**Supplied data:**
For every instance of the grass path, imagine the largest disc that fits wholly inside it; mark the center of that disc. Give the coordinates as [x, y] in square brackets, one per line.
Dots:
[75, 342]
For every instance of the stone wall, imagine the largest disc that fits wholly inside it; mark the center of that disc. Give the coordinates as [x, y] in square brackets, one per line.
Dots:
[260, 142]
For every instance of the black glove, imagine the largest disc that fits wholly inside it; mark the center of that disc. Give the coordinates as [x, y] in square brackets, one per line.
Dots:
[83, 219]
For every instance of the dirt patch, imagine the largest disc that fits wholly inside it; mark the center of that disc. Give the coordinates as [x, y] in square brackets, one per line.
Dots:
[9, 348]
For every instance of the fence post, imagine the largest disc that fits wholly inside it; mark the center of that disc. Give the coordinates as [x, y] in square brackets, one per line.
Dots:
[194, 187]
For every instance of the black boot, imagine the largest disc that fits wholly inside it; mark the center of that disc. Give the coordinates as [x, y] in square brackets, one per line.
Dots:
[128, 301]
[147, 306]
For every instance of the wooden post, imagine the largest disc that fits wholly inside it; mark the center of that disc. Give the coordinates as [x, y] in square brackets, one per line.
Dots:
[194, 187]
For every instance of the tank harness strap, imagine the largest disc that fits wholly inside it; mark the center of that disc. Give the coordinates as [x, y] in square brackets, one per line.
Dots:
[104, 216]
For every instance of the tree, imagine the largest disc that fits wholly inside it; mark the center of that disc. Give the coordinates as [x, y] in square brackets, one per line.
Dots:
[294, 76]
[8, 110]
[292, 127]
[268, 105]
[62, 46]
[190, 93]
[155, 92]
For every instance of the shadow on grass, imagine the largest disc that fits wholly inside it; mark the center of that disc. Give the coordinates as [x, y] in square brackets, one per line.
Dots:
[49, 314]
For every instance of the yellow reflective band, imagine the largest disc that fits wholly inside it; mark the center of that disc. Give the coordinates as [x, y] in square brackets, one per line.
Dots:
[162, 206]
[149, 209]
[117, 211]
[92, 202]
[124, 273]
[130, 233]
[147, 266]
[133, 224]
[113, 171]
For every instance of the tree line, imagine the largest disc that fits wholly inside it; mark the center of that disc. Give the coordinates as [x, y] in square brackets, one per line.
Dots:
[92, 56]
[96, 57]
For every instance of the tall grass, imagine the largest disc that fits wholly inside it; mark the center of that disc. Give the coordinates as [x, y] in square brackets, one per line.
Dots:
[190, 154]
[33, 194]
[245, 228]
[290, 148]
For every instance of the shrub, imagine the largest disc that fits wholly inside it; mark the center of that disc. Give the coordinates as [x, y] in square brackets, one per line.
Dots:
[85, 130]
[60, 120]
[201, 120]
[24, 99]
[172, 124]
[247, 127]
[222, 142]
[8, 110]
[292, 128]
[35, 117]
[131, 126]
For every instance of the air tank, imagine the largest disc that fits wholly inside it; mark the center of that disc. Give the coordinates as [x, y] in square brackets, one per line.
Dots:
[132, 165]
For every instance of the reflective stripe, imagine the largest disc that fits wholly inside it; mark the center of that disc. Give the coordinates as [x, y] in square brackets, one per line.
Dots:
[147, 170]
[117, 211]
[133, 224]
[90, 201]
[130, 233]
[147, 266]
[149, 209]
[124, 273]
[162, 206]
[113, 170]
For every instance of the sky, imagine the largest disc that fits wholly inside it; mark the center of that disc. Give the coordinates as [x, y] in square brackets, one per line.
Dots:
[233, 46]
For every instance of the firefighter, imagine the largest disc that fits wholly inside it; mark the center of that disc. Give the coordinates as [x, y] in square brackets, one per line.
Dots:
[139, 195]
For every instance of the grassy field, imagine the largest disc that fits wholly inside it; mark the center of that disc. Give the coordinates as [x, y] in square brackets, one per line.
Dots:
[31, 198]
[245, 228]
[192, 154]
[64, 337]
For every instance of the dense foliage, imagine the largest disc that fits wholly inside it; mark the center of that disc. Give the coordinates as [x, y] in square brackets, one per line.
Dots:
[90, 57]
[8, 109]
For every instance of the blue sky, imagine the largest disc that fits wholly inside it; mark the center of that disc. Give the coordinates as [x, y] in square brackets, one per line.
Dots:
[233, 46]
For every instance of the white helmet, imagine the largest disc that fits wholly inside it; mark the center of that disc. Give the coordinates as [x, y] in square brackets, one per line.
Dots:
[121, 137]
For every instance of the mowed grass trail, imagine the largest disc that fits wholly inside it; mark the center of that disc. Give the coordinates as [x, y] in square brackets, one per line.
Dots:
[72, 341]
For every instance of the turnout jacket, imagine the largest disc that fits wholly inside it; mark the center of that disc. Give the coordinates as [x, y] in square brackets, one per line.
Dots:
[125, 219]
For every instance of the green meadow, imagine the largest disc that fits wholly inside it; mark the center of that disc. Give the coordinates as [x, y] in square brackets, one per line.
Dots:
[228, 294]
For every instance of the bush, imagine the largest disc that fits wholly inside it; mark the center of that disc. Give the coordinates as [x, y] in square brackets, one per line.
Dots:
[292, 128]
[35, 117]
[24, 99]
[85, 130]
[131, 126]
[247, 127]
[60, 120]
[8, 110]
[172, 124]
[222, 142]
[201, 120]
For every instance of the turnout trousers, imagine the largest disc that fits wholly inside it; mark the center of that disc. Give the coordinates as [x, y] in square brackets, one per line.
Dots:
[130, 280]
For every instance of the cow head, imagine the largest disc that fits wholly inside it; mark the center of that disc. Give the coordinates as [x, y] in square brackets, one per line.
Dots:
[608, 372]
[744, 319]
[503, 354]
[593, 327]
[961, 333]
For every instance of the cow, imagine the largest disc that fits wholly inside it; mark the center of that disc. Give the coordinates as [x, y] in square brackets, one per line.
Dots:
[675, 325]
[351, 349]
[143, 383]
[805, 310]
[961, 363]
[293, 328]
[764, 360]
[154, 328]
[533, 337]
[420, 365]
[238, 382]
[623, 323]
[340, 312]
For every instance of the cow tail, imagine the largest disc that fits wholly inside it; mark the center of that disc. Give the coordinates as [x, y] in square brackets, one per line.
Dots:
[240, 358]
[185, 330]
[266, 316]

**What this task involves:** Copy out all of the data above word for word, keeping every line in its original order.

**Problem solution:**
For every instance of the grass path, imagine the largest disc that fits wholly inside it; mark the center of that disc. Give the coordinates as [x, y] in square brackets, one per line.
Dots:
[75, 342]
For every instance of the stone wall, imagine the largest disc that fits wholly inside it; mark the center of that disc. Give the coordinates as [x, y] in square brackets, one per line.
Dots:
[260, 142]
For every instance of the black glove, imagine the largest disc that fits wholly inside it; mark the center of that disc. Give the coordinates as [x, y] in square brackets, one per line.
Dots:
[83, 219]
For every instance of the dirt patch, imagine the largest disc that fits wholly inside it; mark the center of that disc. Give the coordinates as [x, y] in square brackets, one per line.
Dots:
[9, 348]
For every instance of the fence post, imagine the largest disc that fits wholly inside it; mark the center of that disc. Give the coordinates as [x, y] in square brackets, one per line.
Dots:
[194, 187]
For every instance of the black boot, imagine the largest disc that fits wholly inside it; mark the center of that disc. Give the coordinates as [x, y] in square brackets, one per line.
Dots:
[128, 301]
[147, 306]
For every instance of the wooden post, imagine the largest disc that fits wholly inside it; mark the center of that disc. Give the coordinates as [x, y] in square brackets, one per line.
Dots:
[194, 187]
For every instance of the tank harness strap, imagine the largest disc that fits wholly inside it; mark the center of that disc. Give the coordinates as [x, y] in square brackets, one per line.
Dots:
[104, 216]
For every instance of the tree, imagine the largest disc that fits wholly inside it; mark the center of that disc. Give the coordinates as [x, y] in square brackets, one per line.
Dots:
[294, 76]
[8, 110]
[292, 127]
[268, 105]
[62, 46]
[190, 93]
[155, 92]
For every instance of the shadow on grass, imagine the largest disc that fits wholly inside it; mark the center of that disc. Give the coordinates as [x, y] in square brackets, one per line.
Dots:
[49, 314]
For every instance of the yellow reflective band, imagine the largest disc that fits wholly inside it; mark the center of that disc. Give the coordinates as [x, y] in square brackets, one per line.
Dots:
[162, 206]
[149, 209]
[117, 211]
[92, 202]
[124, 273]
[130, 233]
[147, 266]
[133, 224]
[113, 171]
For every instance of the tree line, imagine the largest disc that fits wholly inside it; mark the center of that disc. Give the coordinates as [x, y] in square brackets, one per line.
Dots:
[92, 56]
[96, 57]
For every instance of the tall grass, imagine the largest disc that fits wholly inside it; mark the center of that disc. Give the coordinates as [x, y] in square brackets, one per line.
Dots:
[190, 154]
[33, 194]
[245, 228]
[290, 148]
For every instance of the shrub, imagine the largest disc that fits wholly inside it; mark the center of that disc. Give the coordinates as [x, y] in square brackets, one per line.
Dots:
[85, 130]
[60, 120]
[201, 120]
[24, 99]
[172, 124]
[247, 127]
[222, 142]
[8, 110]
[292, 128]
[35, 117]
[131, 126]
For every instance of the air tank, imagine the largest disc that fits wholly inside it; mark the center of that disc. Give the coordinates as [x, y] in square brackets, one per line.
Dots:
[132, 165]
For every instance of the reflective stripe, imagine the largest disc that fits wholly inside it; mark the center of that disc. Give the coordinates as [x, y] in square brackets, one per line.
Dots:
[147, 170]
[117, 211]
[133, 224]
[90, 201]
[130, 233]
[147, 266]
[149, 209]
[124, 273]
[162, 206]
[113, 170]
For every instance of the sky, imagine the largest disc that fits wholly inside it; mark the center of that disc. Give the coordinates as [x, y] in square brackets, one per line.
Dots:
[233, 46]
For every instance of the firefighter, imagine the largest disc that fits wholly inside it; mark the center of that disc. Give the coordinates as [x, y] in square brackets, one per line.
Dots:
[139, 195]
For every instance of the grassy field, imagine the largest disc that fits wholly inside it; mark the center of that disc. Give the coordinates as [x, y] in square brackets, one per line.
Dots:
[31, 198]
[245, 228]
[192, 154]
[64, 337]
For every instance of the dense foliage, imagine the largest disc that fits wholly inside it; mark the center of that disc. Give the coordinates as [x, y] in square brackets, one per line.
Dots:
[90, 57]
[8, 109]
For every instance of the blue sky, imagine the largest disc that fits wholly inside it; mark the center of that disc. Give the coordinates as [x, y] in square brackets, one per line.
Dots:
[233, 46]
For every instance of the white helmet, imagine the largest disc that fits wholly inside it; mark the center of that disc. Give the coordinates as [x, y] in square brackets, one per line.
Dots:
[121, 137]
For every instance of the mowed grass trail, imagine the largest disc that fits wholly inside it; mark the center of that disc. Give the coordinates as [x, y] in square brackets, one per line.
Dots:
[72, 341]
For every instance of the turnout jacket, imagine the largest disc that fits wholly inside it; mark the center of that disc. Give the coordinates as [x, y] in square brackets, one per line.
Dots:
[125, 219]
For every instance of the green meadow, imagine the largest disc that fits wholly inside it; mark the center of that disc. Give the coordinates as [x, y] in square brackets, one per line.
Dots:
[228, 294]
For every instance of the bush, imagine the largest disc that fits wholly inside it; mark the center of that disc. Give the coordinates as [x, y] in square brackets, one per line.
Dots:
[292, 128]
[35, 117]
[24, 99]
[85, 130]
[131, 126]
[247, 127]
[60, 120]
[8, 110]
[172, 124]
[222, 142]
[201, 120]
For every instance of the turnout trousers, imagine the largest disc that fits wholly inside it; mark the center of that disc. Give the coordinates as [x, y] in square brackets, one per line.
Dots:
[130, 280]
For every instance of the cow head, imagine the largest disc that fits wholly inside it; mark the center of that disc. Give the coordinates as [x, y] in square brackets, one per line.
Dots:
[608, 372]
[744, 319]
[503, 354]
[593, 327]
[961, 333]
For every instance of the cow, imagine the largest disc that fits wholly inside it; mark the center of that disc. Give the coordinates as [x, y] in square brackets, one per line.
Dots:
[675, 325]
[351, 349]
[143, 383]
[805, 310]
[961, 363]
[293, 328]
[764, 360]
[154, 328]
[533, 337]
[420, 365]
[238, 382]
[623, 323]
[340, 312]
For every instance of the cow tail, imagine the largest disc that fits wholly inside it; mark the center of that disc. Give the coordinates as [x, y] in square brackets, one per line.
Dots:
[240, 358]
[185, 330]
[266, 316]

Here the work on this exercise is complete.